# AVAILABLE DATA:
☆ ☆ ☆ ☆
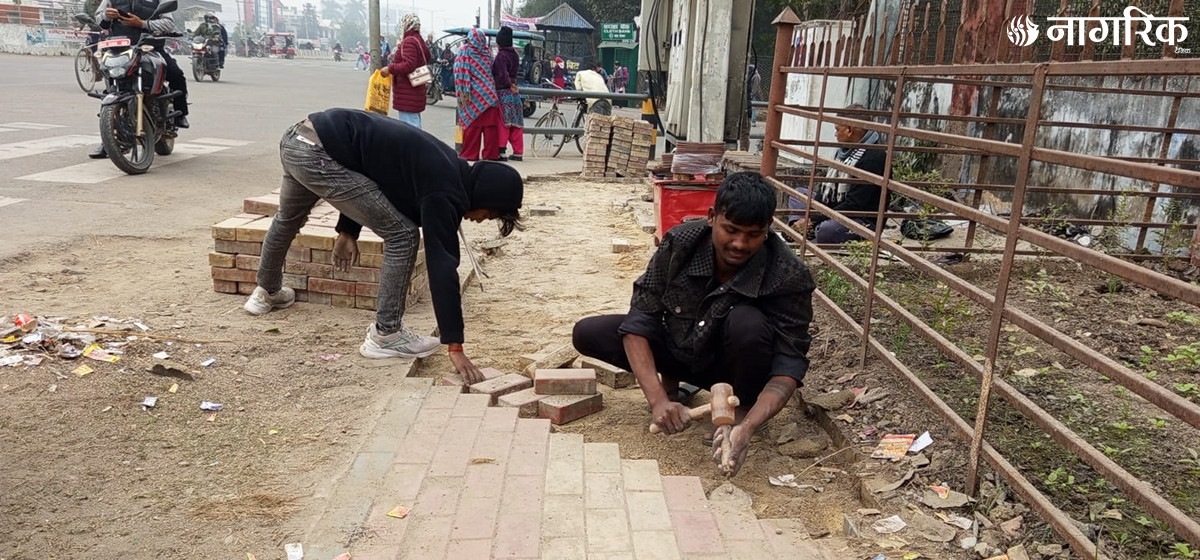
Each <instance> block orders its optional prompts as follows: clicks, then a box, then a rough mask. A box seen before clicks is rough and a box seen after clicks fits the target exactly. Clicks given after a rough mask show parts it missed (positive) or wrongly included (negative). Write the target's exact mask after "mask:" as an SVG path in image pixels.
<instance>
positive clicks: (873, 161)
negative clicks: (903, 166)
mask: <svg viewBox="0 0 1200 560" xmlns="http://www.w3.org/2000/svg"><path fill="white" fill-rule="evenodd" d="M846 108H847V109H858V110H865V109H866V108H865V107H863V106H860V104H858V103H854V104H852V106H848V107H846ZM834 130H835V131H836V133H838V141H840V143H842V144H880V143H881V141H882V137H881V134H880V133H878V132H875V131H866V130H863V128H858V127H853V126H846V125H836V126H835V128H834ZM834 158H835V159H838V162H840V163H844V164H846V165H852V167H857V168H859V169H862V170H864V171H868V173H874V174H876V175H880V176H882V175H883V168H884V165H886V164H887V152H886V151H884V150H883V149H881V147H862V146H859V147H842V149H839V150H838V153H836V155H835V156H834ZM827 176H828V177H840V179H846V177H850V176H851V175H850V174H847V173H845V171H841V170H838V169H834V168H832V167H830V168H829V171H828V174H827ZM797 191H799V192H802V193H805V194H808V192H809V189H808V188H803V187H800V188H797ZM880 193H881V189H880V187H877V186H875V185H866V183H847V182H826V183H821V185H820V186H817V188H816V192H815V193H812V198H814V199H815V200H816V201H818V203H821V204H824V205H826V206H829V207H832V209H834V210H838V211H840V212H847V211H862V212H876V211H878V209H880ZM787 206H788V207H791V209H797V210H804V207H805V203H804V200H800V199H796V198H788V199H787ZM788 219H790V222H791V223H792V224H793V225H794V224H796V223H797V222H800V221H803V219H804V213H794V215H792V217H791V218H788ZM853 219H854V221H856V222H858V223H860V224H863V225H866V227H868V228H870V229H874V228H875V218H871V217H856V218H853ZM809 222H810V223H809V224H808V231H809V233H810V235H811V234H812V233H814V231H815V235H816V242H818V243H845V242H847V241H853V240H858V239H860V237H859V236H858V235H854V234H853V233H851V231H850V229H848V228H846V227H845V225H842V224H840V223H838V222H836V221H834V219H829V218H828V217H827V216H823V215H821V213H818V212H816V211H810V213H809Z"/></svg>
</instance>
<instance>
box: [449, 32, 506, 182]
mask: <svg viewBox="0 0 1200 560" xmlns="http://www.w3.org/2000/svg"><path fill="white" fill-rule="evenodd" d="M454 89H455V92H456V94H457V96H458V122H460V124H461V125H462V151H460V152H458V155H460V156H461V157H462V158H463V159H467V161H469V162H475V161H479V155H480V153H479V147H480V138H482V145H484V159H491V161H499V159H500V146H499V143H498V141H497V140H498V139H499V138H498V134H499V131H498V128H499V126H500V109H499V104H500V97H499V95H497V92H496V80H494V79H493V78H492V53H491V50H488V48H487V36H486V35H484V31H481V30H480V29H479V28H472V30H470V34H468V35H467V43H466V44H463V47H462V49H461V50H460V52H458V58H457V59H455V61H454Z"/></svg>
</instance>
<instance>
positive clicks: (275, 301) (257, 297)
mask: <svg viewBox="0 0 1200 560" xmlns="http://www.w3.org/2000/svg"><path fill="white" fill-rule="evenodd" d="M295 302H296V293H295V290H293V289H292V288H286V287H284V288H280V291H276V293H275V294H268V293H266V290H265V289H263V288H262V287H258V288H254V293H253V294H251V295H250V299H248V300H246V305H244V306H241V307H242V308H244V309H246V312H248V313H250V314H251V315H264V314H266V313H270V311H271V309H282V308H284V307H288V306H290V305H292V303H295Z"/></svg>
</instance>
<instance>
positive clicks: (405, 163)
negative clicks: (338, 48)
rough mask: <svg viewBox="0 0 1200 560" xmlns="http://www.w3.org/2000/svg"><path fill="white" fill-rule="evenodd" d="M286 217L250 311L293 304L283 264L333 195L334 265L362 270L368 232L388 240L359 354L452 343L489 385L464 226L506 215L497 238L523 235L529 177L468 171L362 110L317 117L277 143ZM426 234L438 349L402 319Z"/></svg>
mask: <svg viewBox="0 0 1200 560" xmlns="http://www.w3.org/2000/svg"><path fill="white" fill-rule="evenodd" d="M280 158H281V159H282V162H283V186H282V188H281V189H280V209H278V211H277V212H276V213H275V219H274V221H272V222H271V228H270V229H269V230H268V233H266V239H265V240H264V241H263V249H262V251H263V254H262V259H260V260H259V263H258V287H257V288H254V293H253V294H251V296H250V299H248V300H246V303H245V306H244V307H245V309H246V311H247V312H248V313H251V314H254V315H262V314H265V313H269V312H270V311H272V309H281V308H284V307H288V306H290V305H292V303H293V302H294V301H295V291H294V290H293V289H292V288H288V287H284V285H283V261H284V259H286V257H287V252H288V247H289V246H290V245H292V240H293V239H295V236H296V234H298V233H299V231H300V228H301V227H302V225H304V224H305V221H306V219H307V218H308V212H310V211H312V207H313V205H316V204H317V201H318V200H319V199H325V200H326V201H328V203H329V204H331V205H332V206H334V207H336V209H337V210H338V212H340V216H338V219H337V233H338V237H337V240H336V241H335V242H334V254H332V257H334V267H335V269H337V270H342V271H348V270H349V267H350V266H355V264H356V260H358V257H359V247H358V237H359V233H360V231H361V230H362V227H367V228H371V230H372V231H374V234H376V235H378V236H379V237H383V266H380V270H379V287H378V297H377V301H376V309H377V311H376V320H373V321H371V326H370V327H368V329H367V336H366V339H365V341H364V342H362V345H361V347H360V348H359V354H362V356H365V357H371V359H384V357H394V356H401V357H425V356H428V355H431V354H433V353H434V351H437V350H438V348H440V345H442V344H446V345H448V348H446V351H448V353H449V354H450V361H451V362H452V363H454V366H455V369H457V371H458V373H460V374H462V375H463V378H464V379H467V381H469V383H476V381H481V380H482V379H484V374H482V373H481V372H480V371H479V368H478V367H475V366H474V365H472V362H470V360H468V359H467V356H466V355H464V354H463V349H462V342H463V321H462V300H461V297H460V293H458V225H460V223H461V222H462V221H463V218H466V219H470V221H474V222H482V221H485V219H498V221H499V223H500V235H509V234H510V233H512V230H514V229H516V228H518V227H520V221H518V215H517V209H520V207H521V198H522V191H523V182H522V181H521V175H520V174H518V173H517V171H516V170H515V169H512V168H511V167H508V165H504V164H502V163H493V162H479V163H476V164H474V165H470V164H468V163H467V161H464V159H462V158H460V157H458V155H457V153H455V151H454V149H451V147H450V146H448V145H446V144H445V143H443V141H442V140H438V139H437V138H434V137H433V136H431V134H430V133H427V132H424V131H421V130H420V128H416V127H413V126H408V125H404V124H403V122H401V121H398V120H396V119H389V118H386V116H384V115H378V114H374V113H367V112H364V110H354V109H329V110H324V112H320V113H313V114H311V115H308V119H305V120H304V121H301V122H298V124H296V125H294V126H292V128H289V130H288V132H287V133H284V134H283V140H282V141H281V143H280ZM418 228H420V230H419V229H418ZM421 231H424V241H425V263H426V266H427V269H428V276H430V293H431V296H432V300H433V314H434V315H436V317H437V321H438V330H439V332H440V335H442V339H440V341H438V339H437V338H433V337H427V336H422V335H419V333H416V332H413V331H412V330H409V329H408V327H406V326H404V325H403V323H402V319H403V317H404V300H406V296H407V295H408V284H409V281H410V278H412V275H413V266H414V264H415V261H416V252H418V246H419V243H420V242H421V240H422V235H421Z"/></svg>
☆ ☆ ☆ ☆
# ACTION ITEM:
Write out the records word for word, from the start of the records up to and including the line with "negative clicks: (903, 166)". Leave the pictures out of your answer.

# ANSWER TO THIS TASK:
Each <instance> block orders its optional prompts as follows: clicks, then a box, then a rough mask. A box seen before clicks is rough and a box seen after clicks fits the target exactly. Clicks given after a rough mask show parts it missed (positive) or wrongly included (negative). Write the target's exact mask after "mask:" as an SVG path in image pixels.
<instance>
positive clicks: (873, 161)
negative clicks: (903, 166)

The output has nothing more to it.